◆ Task item
Resume the piece on ring theory below, writing on from its last sentence.

◆ Document text
____________
Updated: Sep 23, 2022

On a Zoom with Book Seller and Teacher Librarian, Book Seller mentioned that he had a friend who was upset easily when reminded of a time when he was in pain. She got so upset at the mention of it, and how she could not help him, that she would cry. This would then upset him, because he was the one who had the surgery in the first place and her response made him uncomfortable, so I told him about ring theory.

Ring theory honors and protects people in trauma by providing a clear direction for their friends and loved ones to go with their feelings about it, without upsetting the traumatized person even more. It also creates a community of aware and caring people, which is definitely a space I want to live in.

Ring Theory is simple. Think of one person, let’s say your friend Kiana went in for a mammogram and they found a lump. This freaks you out because not only did your grandparent have breast cancer, but you know that Kiana also has a family history with it, too. You need to talk about it--you're upset--because you yourself are triggered and so worried about your friend. But it is Kiana who is in crisis, so you choose to not talk to her about your issues, you go to your other friend, Tamar, who may or may not know Kiana--and you tell Tamar about it. You stay away from Kiana and her family and her close friends with this, and stick to Tamar. What you do tell Kiana is that you love her, you’re there for her, and since we are in quarantine from Covid, you send postmates over with some of her favorite snacks.

This allows Kiana to focus on her own trauma without being responsible for yours--and also feel supported by you. At the same time, it allows you to be authentic and vulnerable with Tamar, which will deepen your relationship with her.

Imagine concentric circles with Kiana in the very center. The first circle, the one that is closest to her contains her partner, children, parents. The next one out contains her close family and friends. The next one, her acquaintances and coworkers. The next one her social media friends, and so on. You put yourself in the acquaintance category for Kiana. So you turn your care and love inwards, on Kiana’s close family and friends, her children, partner and parents, and Kiana. You can turn your grief out to anyone on the outside of the concentric circles where you are in Kiana’s life--including your friends and your therapist.
____________
◆ Dataset
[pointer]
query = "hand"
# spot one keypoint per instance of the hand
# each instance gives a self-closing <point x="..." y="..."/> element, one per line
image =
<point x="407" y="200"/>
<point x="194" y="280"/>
____________
◆ Answer to the exercise
Think comfort in, towards the center and those who need it most, and dumping out, towards the outer rings. In every situation we comfort the people who need it more than we do and we lean on those who support us.

I want to acknowledge that the scenario I just took you through assumes that what I described was Kiana’s circle of love. This is not the same for everyone; please honor the circles of the person with the trauma.

Ring Theory requires us to be aware of others and to pay attention to who is in trauma versus who is triggered in any given situation. It also requires us to be mindful of where we stand in the lives of others, and who else stands where. It offers a supportive, empathetic environment for us to actually be able to lean on each other.

We need caring people to actively be aware of what others are going through while actively monitoring and being aware of their own response to it. This kind of loving community starts with me and it starts with you. If we all do our part, like the little trees we are, the whole world will improve. And wouldn’t it be wonderful to be a part of that?